** START Text shown **

We also avoid questioning the government because of our own association with it. If we question it, it means we acknowledge having wrong preferences and making mistakes—which often means acknowledging the faults in our support systems and identities. And for a lot of us, that is a step towards rejecting ourselves. So instead of questioning, we choose to support it any way we can—even if it means silently watching by as the lesser privileged bear the burden of the government’s failures. “My father, for example, wouldn’t criticise this government, because that would mean admitting he made a mistake,” adds Vidyasagar. “And in middle-class families, patriarchs don’t make mistakes.” Other reasons for not asking questions can range from thinking that this will make the one asking questions look ignorant or weak to sheer laziness to not knowing whether it’s okay to ask questions because of being brought up in a way that looks at it as being arrogant to just not knowing what a powerful tool questioning can be.

But why is questioning so important anyway? It's simple—questions lead to change. If we didn’t ask questions, none of the development we have in the world would be there in the first place. And in a country with one of the youngest populations in the world, it's important we inculcate the behaviour early on. “It is the responsibility of all the stakeholders—parents, families, schools and colleges—to create that space where children can be allowed to think,” adds Vaid. Because when it is not just one of us questioning and holding the people responsible accountable, but the entirety of its 1.38 billion people, it has to reflect somewhere.

** END Text shown **
** START Recorded information **

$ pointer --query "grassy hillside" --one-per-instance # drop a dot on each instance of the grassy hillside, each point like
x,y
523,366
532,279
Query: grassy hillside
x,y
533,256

** END Recorded information **

_Short problem_
In the passage on questioning the government, who does Vaid say is responsible for creating a space where children can be allowed to think? The entries come from a different source than the passage on questioning the government.

_The completed task_
All the stakeholders: parents, families, schools and colleges.